Data items:
====================
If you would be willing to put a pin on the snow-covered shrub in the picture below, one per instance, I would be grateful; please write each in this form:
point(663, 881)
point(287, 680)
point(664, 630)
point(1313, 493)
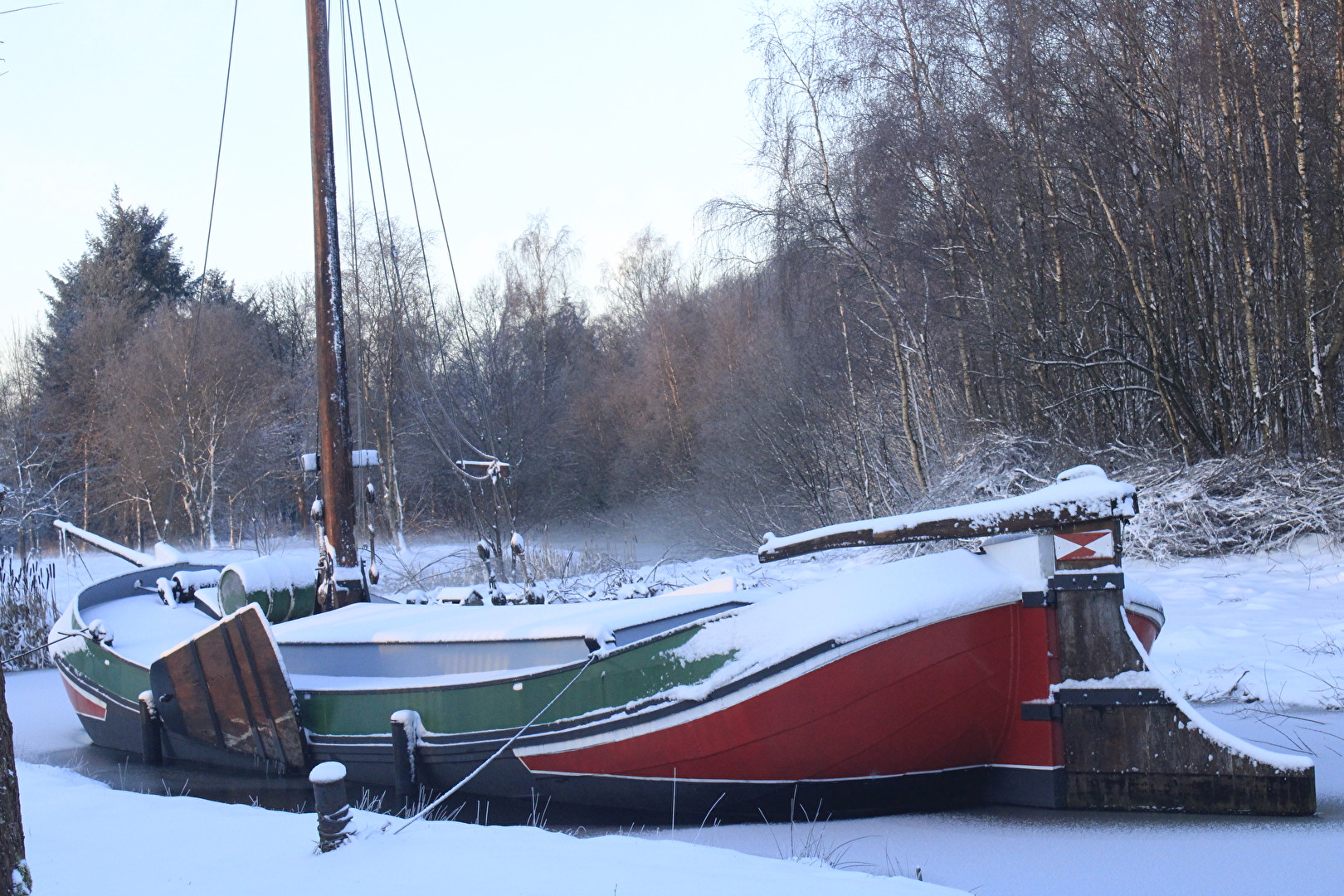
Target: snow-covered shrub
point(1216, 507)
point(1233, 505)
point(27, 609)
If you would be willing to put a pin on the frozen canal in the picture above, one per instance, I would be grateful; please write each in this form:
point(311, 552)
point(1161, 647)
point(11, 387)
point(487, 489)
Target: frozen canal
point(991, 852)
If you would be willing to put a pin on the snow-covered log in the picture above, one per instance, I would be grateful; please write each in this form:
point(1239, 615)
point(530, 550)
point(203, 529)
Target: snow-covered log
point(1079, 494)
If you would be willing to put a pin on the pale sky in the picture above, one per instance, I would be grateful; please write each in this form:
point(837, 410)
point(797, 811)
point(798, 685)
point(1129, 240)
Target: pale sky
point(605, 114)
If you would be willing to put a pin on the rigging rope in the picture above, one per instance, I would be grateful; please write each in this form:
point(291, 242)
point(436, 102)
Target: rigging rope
====================
- **WORK TO COMPLETE**:
Each line of the entries that holds "rope" should be counted, and only the total given.

- **TASK RESULT**:
2